Selection:
"""

Excess Spread – The extent to which the Weighted Average Coupon on the assets underlying an asset-backed security exceeds the coupon rate of that security plus any relevant fees (i.e. servicing, administration, trustee, etc...). Since multiple securities can be issued from the same trust, this measure is security specific.

Foreclosure – The legal proceedings initiated by a creditor to repossess the collateral for a loan that is in default, usually with the intent to liquidate the seized assets in an auction.

Home Price Appreciation (HPA) – The rate by which house prices increase (or decrease) for a specified area, usually quoted on an annual basis.

Implied Writedown – Calculated based on the under-collateralization of a security, or any shortfall between a security's collateral pool balance and the aggregate unpaid balance of all pari passu obligations and senior securities backed by the same collateral pool.

Investment Grade – A security with a rating of BBB- or above.

Legacy Assets – The Legacy Assets are a portfolio of debt securities held by the Asset Management Estates (AMEs) of failed corporate credit unions. Legacy Assets include those assets that were securitized through the NCUA Guaranteed Note (NGN) Program in late 2010 and early 2011, assets that were retained by the AMEs, and assets that were sold outright in late 2010 and early 2011. Legacy Assets primarily consists of:

  • Private label, residential mortgage-backed securities (Non-Agency RMBS);
  • Agency mortgage-backed securities (Agency MBS);
  • Commercial mortgage-backed securities (CMBS);
  • Student loan asset-backed securities;
  • Other asset-backed securities (ABS); and
  • Corporate bonds.

"""

Object detection data:
"""

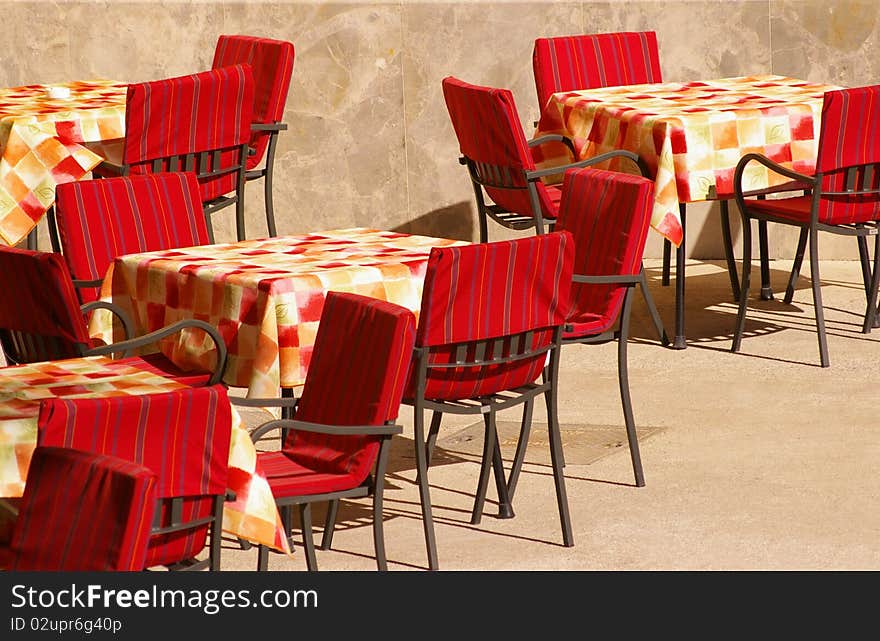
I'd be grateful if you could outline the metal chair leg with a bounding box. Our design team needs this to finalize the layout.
[617,289,645,487]
[507,398,534,501]
[413,406,439,570]
[730,212,752,352]
[810,229,829,367]
[782,227,810,305]
[320,499,339,550]
[299,503,318,572]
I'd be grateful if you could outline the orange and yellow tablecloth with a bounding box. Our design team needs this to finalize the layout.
[90,228,466,398]
[0,356,290,553]
[0,80,127,245]
[533,75,840,245]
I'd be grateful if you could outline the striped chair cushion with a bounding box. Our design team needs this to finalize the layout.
[37,385,232,566]
[0,247,91,363]
[272,292,416,496]
[556,167,654,338]
[748,85,880,225]
[122,65,254,202]
[532,31,663,109]
[443,76,559,218]
[408,232,574,400]
[211,35,294,169]
[10,447,156,571]
[55,172,211,303]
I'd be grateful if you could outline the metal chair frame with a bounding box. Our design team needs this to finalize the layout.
[731,153,880,367]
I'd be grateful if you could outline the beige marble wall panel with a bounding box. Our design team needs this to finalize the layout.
[215,3,407,239]
[403,3,582,239]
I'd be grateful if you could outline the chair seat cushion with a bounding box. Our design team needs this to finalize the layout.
[258,452,358,498]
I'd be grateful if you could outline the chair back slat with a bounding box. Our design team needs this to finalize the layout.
[556,167,654,333]
[10,446,156,572]
[55,172,210,302]
[443,76,556,218]
[816,85,880,225]
[0,247,91,363]
[532,31,663,109]
[284,292,416,483]
[413,232,574,400]
[211,35,295,169]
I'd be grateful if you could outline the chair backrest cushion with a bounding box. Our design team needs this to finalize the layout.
[0,246,91,363]
[55,172,211,303]
[211,35,294,169]
[284,291,416,483]
[122,64,254,202]
[556,167,654,333]
[416,232,574,400]
[816,85,880,224]
[10,447,156,571]
[37,385,232,565]
[532,31,663,109]
[443,76,556,218]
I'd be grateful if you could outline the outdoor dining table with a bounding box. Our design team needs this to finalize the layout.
[535,75,840,349]
[90,228,467,399]
[0,80,127,245]
[0,356,291,554]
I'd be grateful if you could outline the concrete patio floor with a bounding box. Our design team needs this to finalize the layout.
[222,261,880,571]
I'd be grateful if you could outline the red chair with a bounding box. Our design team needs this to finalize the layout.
[443,76,638,243]
[0,246,226,385]
[0,446,156,572]
[96,65,254,240]
[37,385,232,570]
[49,172,211,303]
[532,31,663,109]
[251,292,415,570]
[404,232,574,570]
[211,35,294,236]
[731,85,880,367]
[508,168,654,494]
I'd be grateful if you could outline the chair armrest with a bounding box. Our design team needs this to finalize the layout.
[86,316,226,385]
[526,149,647,181]
[251,122,287,131]
[81,298,134,344]
[528,134,577,158]
[251,418,403,443]
[733,153,816,195]
[571,274,642,286]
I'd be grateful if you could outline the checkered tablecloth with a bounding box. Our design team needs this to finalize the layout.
[535,75,840,245]
[90,228,466,398]
[0,356,290,553]
[0,80,127,245]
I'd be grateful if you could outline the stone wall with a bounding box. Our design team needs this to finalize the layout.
[6,0,880,258]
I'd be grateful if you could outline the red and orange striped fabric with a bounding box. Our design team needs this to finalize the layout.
[55,173,211,303]
[0,447,156,572]
[408,232,574,400]
[443,76,571,218]
[534,75,840,245]
[122,64,254,202]
[743,85,880,225]
[37,385,232,566]
[211,35,294,169]
[532,31,663,109]
[0,356,290,552]
[259,292,416,497]
[555,167,654,338]
[0,80,126,245]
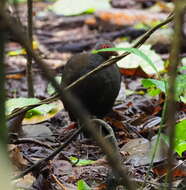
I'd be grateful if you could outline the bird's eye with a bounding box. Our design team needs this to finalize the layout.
[102,44,109,49]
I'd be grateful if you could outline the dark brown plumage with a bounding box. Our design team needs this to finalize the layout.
[62,41,121,120]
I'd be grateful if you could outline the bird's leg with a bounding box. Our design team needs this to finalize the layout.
[92,119,120,160]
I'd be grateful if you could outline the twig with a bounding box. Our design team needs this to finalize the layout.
[0,0,8,155]
[27,0,34,97]
[7,15,173,120]
[165,0,186,189]
[13,128,81,179]
[10,138,53,150]
[51,174,68,190]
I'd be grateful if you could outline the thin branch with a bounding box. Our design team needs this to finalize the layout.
[0,1,8,153]
[165,0,186,189]
[27,0,34,97]
[7,15,173,120]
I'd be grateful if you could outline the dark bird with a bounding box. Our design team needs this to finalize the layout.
[62,41,121,120]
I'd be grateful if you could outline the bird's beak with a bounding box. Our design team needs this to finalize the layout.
[112,51,119,56]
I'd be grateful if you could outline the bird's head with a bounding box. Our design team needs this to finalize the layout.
[94,41,118,58]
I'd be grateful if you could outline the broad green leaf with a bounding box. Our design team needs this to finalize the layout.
[25,104,56,118]
[6,98,40,115]
[70,156,95,166]
[92,45,164,74]
[49,0,110,16]
[117,43,164,75]
[77,179,91,190]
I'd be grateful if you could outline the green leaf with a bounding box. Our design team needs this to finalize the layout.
[47,76,62,95]
[25,104,56,118]
[178,66,186,71]
[70,156,95,166]
[49,0,110,16]
[176,74,186,101]
[175,120,186,156]
[142,79,166,93]
[77,179,91,190]
[93,46,162,74]
[6,98,40,115]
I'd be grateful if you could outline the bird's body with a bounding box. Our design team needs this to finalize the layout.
[62,41,121,120]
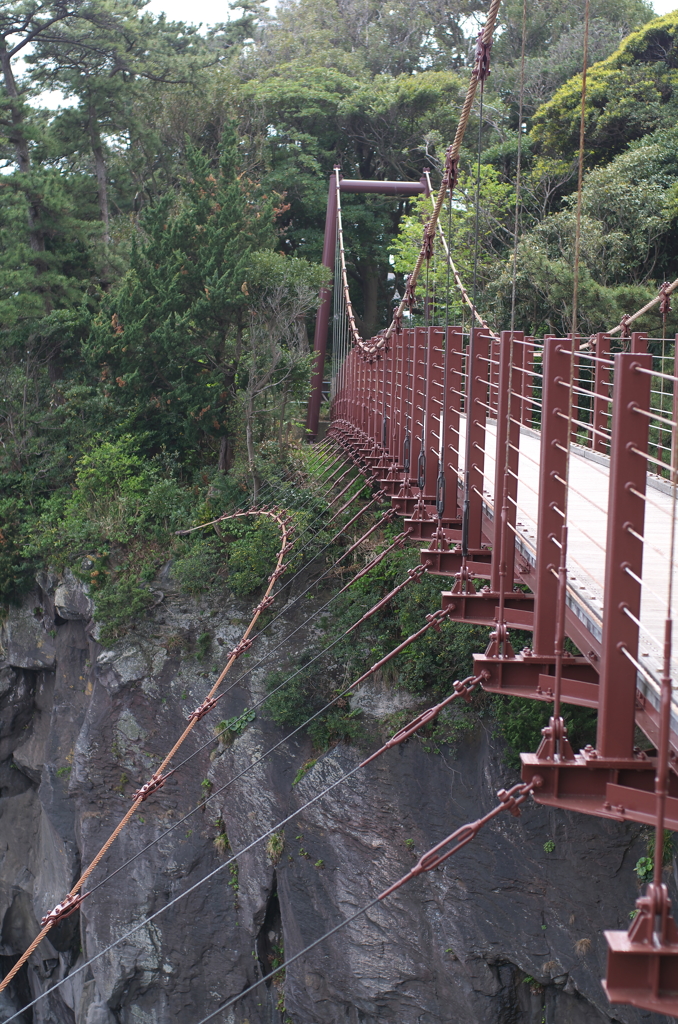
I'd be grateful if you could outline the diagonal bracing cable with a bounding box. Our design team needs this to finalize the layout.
[188,781,536,1024]
[5,659,483,1024]
[79,570,440,896]
[5,762,537,1024]
[0,511,290,992]
[0,479,380,991]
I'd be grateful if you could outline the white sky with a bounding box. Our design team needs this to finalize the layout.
[143,0,266,25]
[145,0,678,25]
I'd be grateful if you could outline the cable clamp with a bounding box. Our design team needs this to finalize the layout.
[132,772,168,804]
[475,30,492,82]
[660,281,671,321]
[402,275,416,312]
[444,150,459,193]
[40,893,89,928]
[422,220,433,262]
[620,313,631,341]
[188,697,219,722]
[254,594,276,615]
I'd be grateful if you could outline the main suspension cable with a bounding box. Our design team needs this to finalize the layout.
[5,655,483,1024]
[0,512,290,992]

"""

Objectives:
1. In the glossary of finance terms, what rating must a security have to count as investment grade?
2. Reproduce the stretch of the glossary of finance terms from "Foreclosure – The" through "BBB- or above.".
3. Resume the glossary of finance terms after its final line, adding further entries in the same style.

Exercise answers:
1. BBB- or above.

2.
Foreclosure – The legal proceedings initiated by a creditor to repossess the collateral for a loan that is in default, usually with the intent to liquidate the seized assets in an auction.

Home Price Appreciation (HPA) – The rate by which house prices increase (or decrease) for a specified area, usually quoted on an annual basis.

Implied Writedown – Calculated based on the under-collateralization of a security, or any shortfall between a security's collateral pool balance and the aggregate unpaid balance of all pari passu obligations and senior securities backed by the same collateral pool.

Investment Grade – A security with a rating of BBB- or above.

3.
Liquidation – The process through which the assets backing a defaulted loan are sold for cash.

Loan-to-Value (LTV) – The ratio of the outstanding principal amount of a mortgage loan to the appraised value of the mortgaged property. Original LTV is the LTV as of the date the property was purchased (i.e. original mortgage loan/original property value). Current LTV is the LTV measured on the basis of the remaining mortgage loan/property value as of a given measurement date.

Loss Severity – The percentage of realized losses incurred on a loan balance subsequent to liquidation.

Market Price – The price at which a security trades (i.e. could be purchased or sold) in the secondary market.

Maturity Date – The date as of which the principal of and interest on a security become due and payable.

Medium Term Notes (MTNs) – Notes issued in the capital markets in late 2009 by US Central Federal Credit Union and Western Corporate Federal Credit Union. The MTNs were issued to fund the corporate credit unions' repayment of their loans from the Credit Union System Investment Program (CUSIP). The MTNs were issued under the Temporary Corporate Credit Union Loan Guaranty Program and are comprised of two and three year maturities.

Mortgage-Backed Security (MBS) – A mortgage‐backed security (MBS) is an asset‐backed security or debt obligation that represents a claim on the cash flows from mortgage loans, most commonly on residential property. First, mortgage loans are purchased from banks, mortgage companies, and other originators. Then, these loans are assembled into pools. This is done by government agencies, government‐sponsored enterprises, and private entities, which may offer features to mitigate the risk of default associated with these mortgages. Mortgage-backed securities represent claims on the principal and payments on the loans in the pool, through a process known as securitization.

Non-Agency RMBS – A type of Mortgage-Backed Security issued by an entity other than a government sponsored enterprise (Fannie Mae / Freddie Mac) that does not have a government guaranty backing the timely payment of principal and interest. Also known as Private Label RMBS.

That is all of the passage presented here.